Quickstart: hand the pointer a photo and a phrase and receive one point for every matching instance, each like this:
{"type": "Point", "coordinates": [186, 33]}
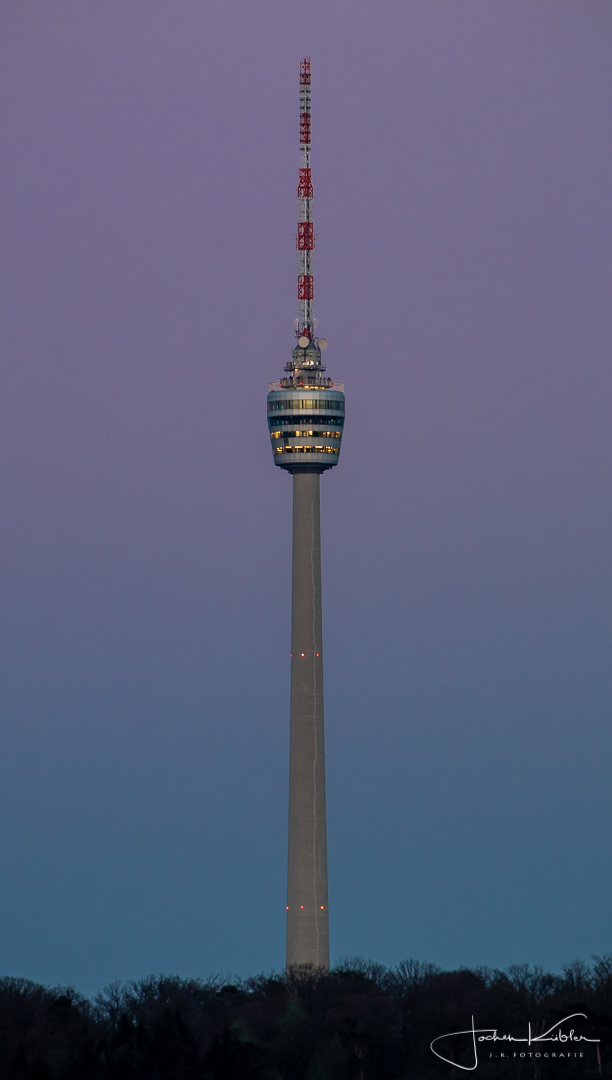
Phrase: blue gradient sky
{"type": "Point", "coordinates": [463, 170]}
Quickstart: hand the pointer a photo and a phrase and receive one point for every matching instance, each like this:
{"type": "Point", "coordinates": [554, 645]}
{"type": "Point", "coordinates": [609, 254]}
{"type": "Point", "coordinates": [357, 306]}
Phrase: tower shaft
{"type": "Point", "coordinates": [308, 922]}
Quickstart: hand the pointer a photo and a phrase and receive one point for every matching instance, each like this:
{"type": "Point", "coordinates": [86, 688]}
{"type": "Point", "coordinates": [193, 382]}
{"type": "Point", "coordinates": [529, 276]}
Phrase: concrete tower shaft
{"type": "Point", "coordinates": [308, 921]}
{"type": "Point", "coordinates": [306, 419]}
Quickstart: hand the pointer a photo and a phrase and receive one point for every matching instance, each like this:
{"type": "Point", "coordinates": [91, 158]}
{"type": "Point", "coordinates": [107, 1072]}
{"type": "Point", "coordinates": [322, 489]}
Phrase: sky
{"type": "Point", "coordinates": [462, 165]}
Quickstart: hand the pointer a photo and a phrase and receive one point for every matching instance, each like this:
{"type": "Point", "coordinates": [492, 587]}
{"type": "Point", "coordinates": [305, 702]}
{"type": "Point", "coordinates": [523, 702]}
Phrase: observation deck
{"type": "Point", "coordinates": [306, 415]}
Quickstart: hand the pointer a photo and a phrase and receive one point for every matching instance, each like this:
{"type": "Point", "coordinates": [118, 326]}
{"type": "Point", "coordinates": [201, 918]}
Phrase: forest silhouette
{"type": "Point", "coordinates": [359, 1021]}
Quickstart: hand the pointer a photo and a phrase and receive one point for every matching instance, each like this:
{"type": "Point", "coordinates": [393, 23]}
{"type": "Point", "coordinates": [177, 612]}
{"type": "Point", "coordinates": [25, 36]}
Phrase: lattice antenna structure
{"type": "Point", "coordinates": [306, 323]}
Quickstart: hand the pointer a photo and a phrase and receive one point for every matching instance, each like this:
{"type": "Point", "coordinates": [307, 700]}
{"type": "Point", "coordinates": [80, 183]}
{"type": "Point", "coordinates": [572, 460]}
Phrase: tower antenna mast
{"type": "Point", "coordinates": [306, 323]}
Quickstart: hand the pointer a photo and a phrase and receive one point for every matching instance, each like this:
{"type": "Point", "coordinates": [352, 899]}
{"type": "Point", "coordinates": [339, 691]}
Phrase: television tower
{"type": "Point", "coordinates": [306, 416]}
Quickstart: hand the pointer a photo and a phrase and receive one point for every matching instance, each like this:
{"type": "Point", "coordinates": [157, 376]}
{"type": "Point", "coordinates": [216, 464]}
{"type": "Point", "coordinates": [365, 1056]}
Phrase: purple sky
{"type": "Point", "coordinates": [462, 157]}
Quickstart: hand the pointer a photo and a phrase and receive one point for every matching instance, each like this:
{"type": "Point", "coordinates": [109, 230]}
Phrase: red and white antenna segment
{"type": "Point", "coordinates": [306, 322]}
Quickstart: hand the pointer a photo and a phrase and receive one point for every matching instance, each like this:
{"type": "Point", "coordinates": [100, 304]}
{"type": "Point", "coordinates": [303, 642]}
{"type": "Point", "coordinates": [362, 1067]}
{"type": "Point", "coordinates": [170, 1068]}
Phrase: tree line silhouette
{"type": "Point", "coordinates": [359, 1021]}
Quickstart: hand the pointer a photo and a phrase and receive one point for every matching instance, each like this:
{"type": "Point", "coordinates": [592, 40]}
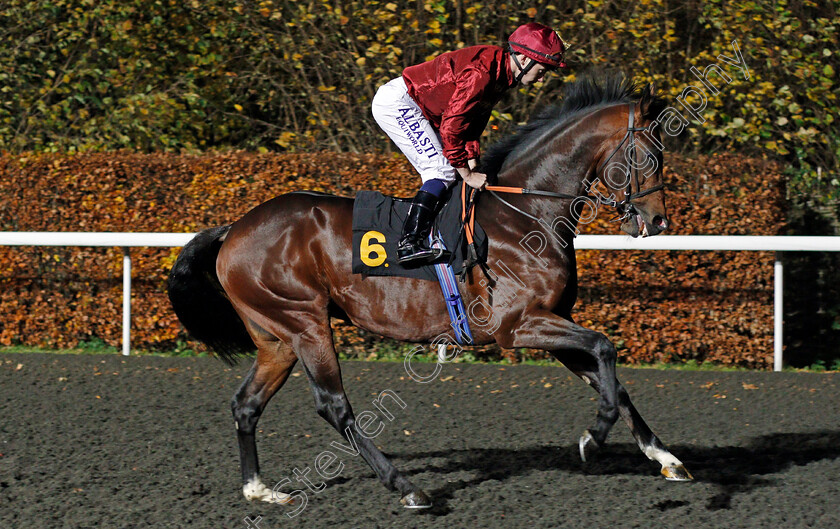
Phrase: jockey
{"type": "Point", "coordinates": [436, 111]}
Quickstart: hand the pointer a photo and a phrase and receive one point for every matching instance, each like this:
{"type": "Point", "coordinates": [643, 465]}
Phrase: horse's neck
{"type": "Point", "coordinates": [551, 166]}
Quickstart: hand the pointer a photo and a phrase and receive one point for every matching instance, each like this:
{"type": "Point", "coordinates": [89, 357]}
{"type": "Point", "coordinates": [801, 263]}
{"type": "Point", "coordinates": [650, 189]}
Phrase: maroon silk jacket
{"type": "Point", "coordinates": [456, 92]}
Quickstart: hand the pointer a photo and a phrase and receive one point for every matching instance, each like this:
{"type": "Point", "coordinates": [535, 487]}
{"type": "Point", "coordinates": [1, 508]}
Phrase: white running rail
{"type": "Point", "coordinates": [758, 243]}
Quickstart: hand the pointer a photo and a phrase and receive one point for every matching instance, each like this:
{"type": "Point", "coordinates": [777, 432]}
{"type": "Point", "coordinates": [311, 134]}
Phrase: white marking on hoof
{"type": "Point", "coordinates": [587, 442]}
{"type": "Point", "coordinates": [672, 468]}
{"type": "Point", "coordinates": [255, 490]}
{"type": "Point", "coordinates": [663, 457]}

■ ■ ■ ■ ■ ■ ■

### Written instruction
Generate a word-for-word copy of the preceding records, excluding all pictures.

### The response
Quickstart: hand the pointer a photo and a phrase and receive one point for every matching instance, each like this:
{"type": "Point", "coordinates": [186, 33]}
Phrase: blue gradient sky
{"type": "Point", "coordinates": [463, 170]}
Quickstart: hand the pointer a photo and a phrase and receive one point for every matching instance, each like this:
{"type": "Point", "coordinates": [554, 645]}
{"type": "Point", "coordinates": [609, 254]}
{"type": "Point", "coordinates": [357, 306]}
Phrase: tower shaft
{"type": "Point", "coordinates": [308, 922]}
Quickstart: hand the pointer a photo and a phrase and receive one point for every matching instance, each like this:
{"type": "Point", "coordinates": [86, 688]}
{"type": "Point", "coordinates": [193, 382]}
{"type": "Point", "coordinates": [529, 276]}
Phrase: concrete tower shaft
{"type": "Point", "coordinates": [308, 921]}
{"type": "Point", "coordinates": [306, 419]}
Quickstart: hand the pointer a photo and a phrase and receive one point for every matching instance, each like this:
{"type": "Point", "coordinates": [91, 158]}
{"type": "Point", "coordinates": [107, 1072]}
{"type": "Point", "coordinates": [322, 489]}
Phrase: sky
{"type": "Point", "coordinates": [462, 165]}
Quickstart: hand the pointer a photo and a phrase and receive one point for every matching instance, each like this:
{"type": "Point", "coordinates": [492, 587]}
{"type": "Point", "coordinates": [305, 702]}
{"type": "Point", "coordinates": [523, 702]}
Phrase: observation deck
{"type": "Point", "coordinates": [306, 415]}
Quickstart: hand the pointer a photo and a phrase and receive one point for every matching instance, each like this:
{"type": "Point", "coordinates": [118, 326]}
{"type": "Point", "coordinates": [201, 918]}
Phrase: forest silhouette
{"type": "Point", "coordinates": [359, 1021]}
Quickstart: hand the pointer a photo and a phrase and receive one point for every matching instance, each like this:
{"type": "Point", "coordinates": [393, 23]}
{"type": "Point", "coordinates": [177, 612]}
{"type": "Point", "coordinates": [25, 36]}
Phrase: lattice antenna structure
{"type": "Point", "coordinates": [306, 323]}
Quickstart: hand the pointer a photo and a phrase and receive one point for every matching instance, each like this:
{"type": "Point", "coordinates": [307, 700]}
{"type": "Point", "coordinates": [80, 183]}
{"type": "Point", "coordinates": [572, 460]}
Phrase: tower antenna mast
{"type": "Point", "coordinates": [306, 323]}
Quickstart: hand the pointer a photo and a phrase and receive one point for every matching instance, each like this:
{"type": "Point", "coordinates": [352, 899]}
{"type": "Point", "coordinates": [339, 691]}
Phrase: television tower
{"type": "Point", "coordinates": [306, 416]}
Quickstart: hand the pointer a photo and a phrase and receive one point for every matching instance, each like this:
{"type": "Point", "coordinates": [157, 376]}
{"type": "Point", "coordinates": [216, 464]}
{"type": "Point", "coordinates": [365, 1056]}
Phrase: purple sky
{"type": "Point", "coordinates": [462, 157]}
Quickstart: hand the pointer a photo and a phrase and receive one point for every matching instance, each like this:
{"type": "Point", "coordinates": [109, 230]}
Phrase: red and white antenna segment
{"type": "Point", "coordinates": [306, 322]}
Quickstart: hand the pointer a photo and a phrase and receive one point for every matching instance, each like this:
{"type": "Point", "coordinates": [100, 304]}
{"type": "Point", "coordinates": [303, 642]}
{"type": "Point", "coordinates": [362, 1067]}
{"type": "Point", "coordinates": [170, 1068]}
Phrase: tree line silhouette
{"type": "Point", "coordinates": [359, 1021]}
Quickstart: hand the pointer a photo and a phrase and receive one point for every matching instance, each like this:
{"type": "Point", "coordinates": [592, 40]}
Phrase: jockey
{"type": "Point", "coordinates": [436, 111]}
Quickstart: hand the pointer a photo and a phrase and receive one point for every matching instance, each like this:
{"type": "Point", "coordinates": [643, 465]}
Phrase: horse's neck
{"type": "Point", "coordinates": [551, 166]}
Quickstart: hand the pointer a photo and a phrase and receive one point for every matching instance, each like this:
{"type": "Point", "coordinates": [89, 357]}
{"type": "Point", "coordinates": [801, 263]}
{"type": "Point", "coordinates": [650, 189]}
Phrase: maroon silk jacket
{"type": "Point", "coordinates": [456, 92]}
Quickstart: hand the pointer a photo and a phrase and receive one point for every matching instance, each like this:
{"type": "Point", "coordinates": [535, 487]}
{"type": "Point", "coordinates": [1, 508]}
Phrase: white running rail
{"type": "Point", "coordinates": [758, 243]}
Quickstart: hand the pointer a photo and a phrase and receive one point for every matching instance, each like this:
{"type": "Point", "coordinates": [777, 432]}
{"type": "Point", "coordinates": [311, 134]}
Phrase: white marking on hoof
{"type": "Point", "coordinates": [587, 442]}
{"type": "Point", "coordinates": [672, 468]}
{"type": "Point", "coordinates": [255, 490]}
{"type": "Point", "coordinates": [663, 457]}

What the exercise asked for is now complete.